シェアする心と『治る前提でがんになった』(読後感)

この本は、「がん」をめぐる闘病記(個人的な記録)であり患者学(がんに打ち勝つ術)であり、そして、著者・高山さんが悪性脳腫瘍、白血病悪性リンパ腫というふたつのがんと向き合うことによって本当の意味で見えてきたことを「がんになることの意味」としてまとめた、生へのエネルギーに満ち溢れる貴重な書です。がんに関わりのない(なかった)方も、大病とは縁のない(なかった)方も、すべての人が読む価値のある、最低でも「家庭に一冊」置いておくべき本だと思います。


本書前半の「闘病記」と「患者学」は、がんという病に関する高山さんの経験をシェアするもので、いわば「情報の共有」です。ぼくは病前から高山さんとは面識があり彼が日々書き記しているブログの愛読者でもありましたので、経験した者でなければ発信できない情報の共有を書籍という形で実現したことは彼にとってごくごく自然な流れだな、と感じることができます。そこに書かれている情報は、ひとつひとつが明解で実用的である一方、リアルであるがために闘病の苦しさがじわじわと伝わってくるのですが、不思議と重苦しさはないんですよね。その理由はたぶん、ふたつのがんを克服した経験を振り返った高山さんに見えた「病気に勝った」という感覚とも違う「この病気になった意味」に根差した入魂の文章にあったのではないでしょうか。高山さんがこの本を通じて伝えたかったのは、「闘病記」「患者学」による情報の共有ももちろんなのですが、おそらく、それと同じかそれ以上に「感謝の共有」だったのではないかと思うのです。


高山さんが最初の入院をご自身のブログに書かれた時、驚いたぼくは励ましの声を届けるべく高山さんへFacebookでメッセージを送りました。この時はまだ病名は明かされていませんでしたが、長期の入院になりそうとのことで、ただならぬ空気を感じていました。

» **課題一覧**
a – 『治る前提でがんになった』の書評のうち、"シェアする心と『治る前提でがんになった』(読後感)"から"ならぬ空気を感じていました。"までをそのまま書き写してください。
b – 『治る前提でがんになった』の書評によると、高山さんが向き合ったふたつのがんは何ですか。
c – 『治る前提でがんになった』の書評の続きを、最後の文の後から書き継いでください。

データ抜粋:
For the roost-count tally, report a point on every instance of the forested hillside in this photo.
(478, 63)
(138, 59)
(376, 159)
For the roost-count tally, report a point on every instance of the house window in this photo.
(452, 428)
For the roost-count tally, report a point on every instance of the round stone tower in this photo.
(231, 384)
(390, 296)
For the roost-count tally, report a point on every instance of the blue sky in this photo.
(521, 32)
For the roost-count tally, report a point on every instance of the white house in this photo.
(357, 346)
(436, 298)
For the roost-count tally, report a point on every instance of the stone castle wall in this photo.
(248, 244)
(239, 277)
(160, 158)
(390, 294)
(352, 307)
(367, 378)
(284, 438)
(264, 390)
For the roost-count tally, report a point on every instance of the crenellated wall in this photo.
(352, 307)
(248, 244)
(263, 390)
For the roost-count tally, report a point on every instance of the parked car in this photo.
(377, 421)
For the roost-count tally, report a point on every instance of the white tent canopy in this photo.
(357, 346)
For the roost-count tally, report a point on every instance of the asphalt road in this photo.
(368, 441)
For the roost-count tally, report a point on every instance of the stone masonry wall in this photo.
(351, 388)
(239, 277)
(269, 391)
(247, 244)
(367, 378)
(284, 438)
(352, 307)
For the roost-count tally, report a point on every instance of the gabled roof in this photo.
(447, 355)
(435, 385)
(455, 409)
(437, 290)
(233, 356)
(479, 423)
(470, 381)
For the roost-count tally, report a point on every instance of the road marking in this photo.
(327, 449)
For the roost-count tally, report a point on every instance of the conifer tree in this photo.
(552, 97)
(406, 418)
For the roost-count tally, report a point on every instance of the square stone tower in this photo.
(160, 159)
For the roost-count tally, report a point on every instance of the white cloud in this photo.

» **各課題の解答**
a –
シェアする心と『治る前提でがんになった』(読後感)

この本は、「がん」をめぐる闘病記(個人的な記録)であり患者学(がんに打ち勝つ術)であり、そして、著者・高山さんが悪性脳腫瘍、白血病悪性リンパ腫というふたつのがんと向き合うことによって本当の意味で見えてきたことを「がんになることの意味」としてまとめた、生へのエネルギーに満ち溢れる貴重な書です。がんに関わりのない(なかった)方も、大病とは縁のない(なかった)方も、すべての人が読む価値のある、最低でも「家庭に一冊」置いておくべき本だと思います。


本書前半の「闘病記」と「患者学」は、がんという病に関する高山さんの経験をシェアするもので、いわば「情報の共有」です。ぼくは病前から高山さんとは面識があり彼が日々書き記しているブログの愛読者でもありましたので、経験した者でなければ発信できない情報の共有を書籍という形で実現したことは彼にとってごくごく自然な流れだな、と感じることができます。そこに書かれている情報は、ひとつひとつが明解で実用的である一方、リアルであるがために闘病の苦しさがじわじわと伝わってくるのですが、不思議と重苦しさはないんですよね。その理由はたぶん、ふたつのがんを克服した経験を振り返った高山さんに見えた「病気に勝った」という感覚とも違う「この病気になった意味」に根差した入魂の文章にあったのではないでしょうか。高山さんがこの本を通じて伝えたかったのは、「闘病記」「患者学」による情報の共有ももちろんなのですが、おそらく、それと同じかそれ以上に「感謝の共有」だったのではないかと思うのです。


高山さんが最初の入院をご自身のブログに書かれた時、驚いたぼくは励ましの声を届けるべく高山さんへFacebookでメッセージを送りました。この時はまだ病名は明かされていませんでしたが、長期の入院になりそうとのことで、ただならぬ空気を感じていました。

b – 悪性脳腫瘍と白血病悪性リンパ腫です。

c –
その後しばらく彼のブログは更新が途絶えることになりますが、入院宣言から2ヶ月少々経ったころ、同じブログを通じて今度は退院報告が発信されました。と同時に、彼が侵されていたのは脳腫瘍、つまりがんであるということも同じ投稿で明かされることになります。この時ぼくは、無事でよかった!という安堵とともに、幼い頃から親戚を何人もがんで亡くすという自分の経験などから何かが胸の中から噴き出して来て、Facebookで送るにはかなり長めのメッセージを彼へ送ってしまったことをよく覚えています。(この時のメッセージでぼくが書いたのは実は親戚のがんとは直接関係ない話だったのですが、プライベートなことなのでこの場では伏せさせていただきます)


そして翌々年、再び長期入院の知らせがやはりブログから発信され、またもやブログは休止…。


そんな二度にわたる闘病を経て、そして見事がんを克服され、高山さんは感謝の共有を記した『治るという前提でがんになった』をリリースされました。ここでいう感謝とは、特定の誰かに対するものだけでなく、あらゆる物事への感謝であると言えるのですが、そこはぜひ、この本を通じて読み手それぞれに感ずるところが生まれてくることを身勝手ながら期待したいのです。